Top of RECORD EXCERPTS
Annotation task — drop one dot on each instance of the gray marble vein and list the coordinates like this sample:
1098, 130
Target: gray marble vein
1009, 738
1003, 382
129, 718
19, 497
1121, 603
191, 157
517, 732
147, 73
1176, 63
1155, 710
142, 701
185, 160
Bottom of RECORD EXCERPTS
§ **AIM OF THE EXERCISE**: The records shown above must be returned in full, exactly as written.

§ **SOLUTION FOR THIS EXERCISE**:
Annotation task — drop one dot on each instance of the gray marble vein and list the coordinates like this sample:
1098, 130
Target: gray marble vein
1009, 738
1003, 382
129, 718
19, 497
1121, 603
191, 157
517, 732
147, 73
1176, 63
1155, 710
142, 701
185, 160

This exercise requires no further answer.